(SHORT TASK): Count the lines in the entries below that contain the word "conical", treating uppercase and lowercase as different. Give only the number.

(DATA FOR THIS EXERCISE):
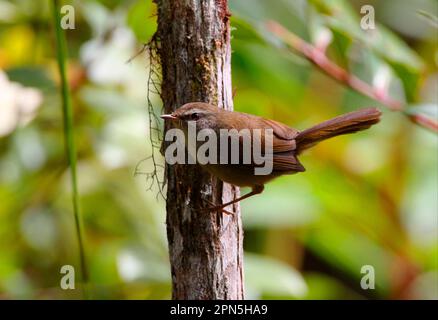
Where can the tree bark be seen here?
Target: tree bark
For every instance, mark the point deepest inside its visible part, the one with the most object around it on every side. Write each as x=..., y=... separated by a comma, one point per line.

...

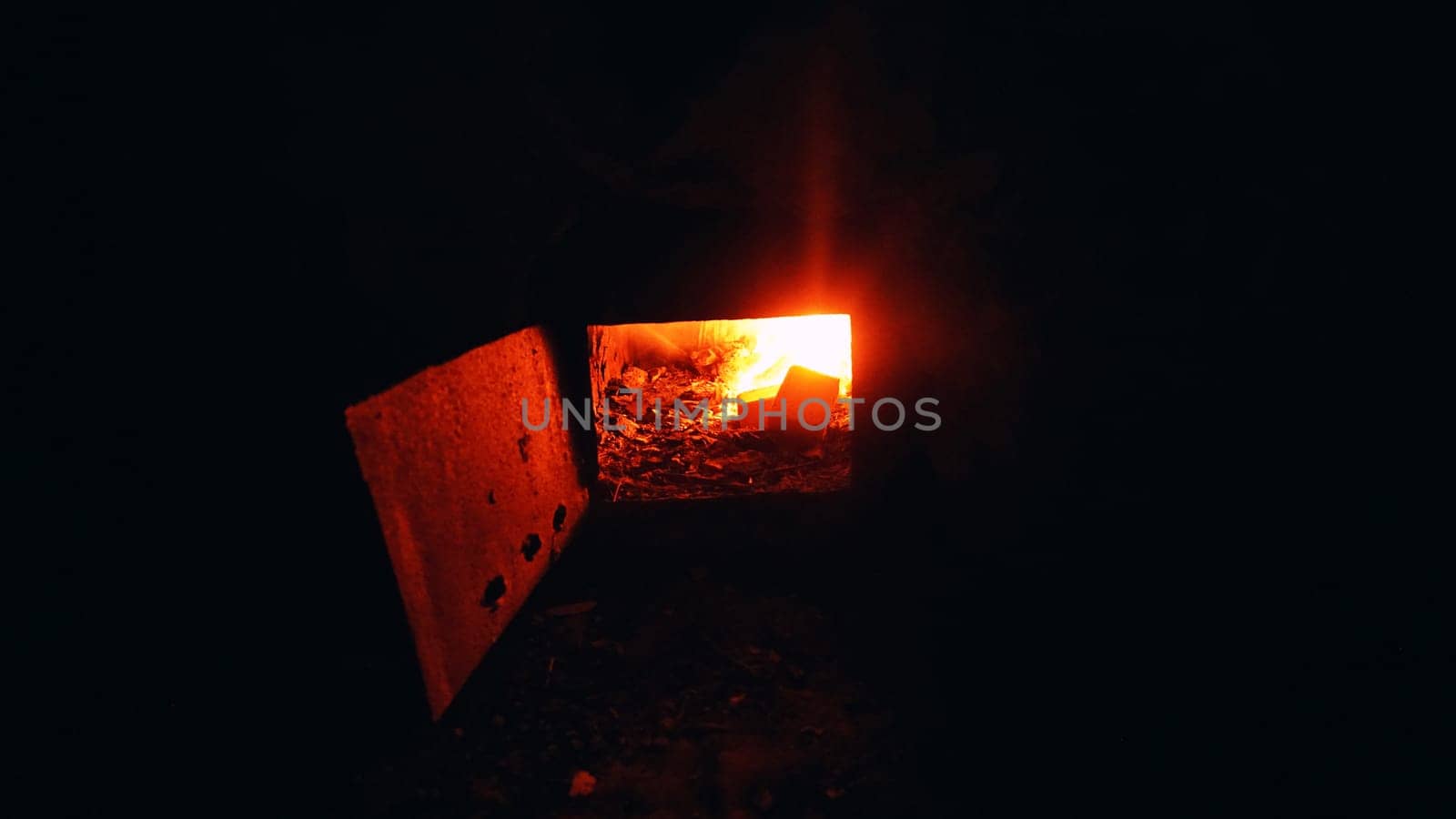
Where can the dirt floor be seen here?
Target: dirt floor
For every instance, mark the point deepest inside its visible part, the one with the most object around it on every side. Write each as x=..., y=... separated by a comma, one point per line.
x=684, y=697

...

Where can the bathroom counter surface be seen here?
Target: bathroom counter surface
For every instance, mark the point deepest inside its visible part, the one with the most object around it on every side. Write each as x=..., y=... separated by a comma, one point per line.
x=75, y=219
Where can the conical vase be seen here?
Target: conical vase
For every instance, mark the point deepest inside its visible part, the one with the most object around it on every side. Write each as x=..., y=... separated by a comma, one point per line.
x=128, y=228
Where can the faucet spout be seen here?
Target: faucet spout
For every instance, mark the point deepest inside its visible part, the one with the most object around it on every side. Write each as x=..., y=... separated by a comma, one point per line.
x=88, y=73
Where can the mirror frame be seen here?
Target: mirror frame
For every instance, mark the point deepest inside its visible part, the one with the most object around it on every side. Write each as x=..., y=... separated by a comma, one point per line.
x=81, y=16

(CORRECT ANSWER): 2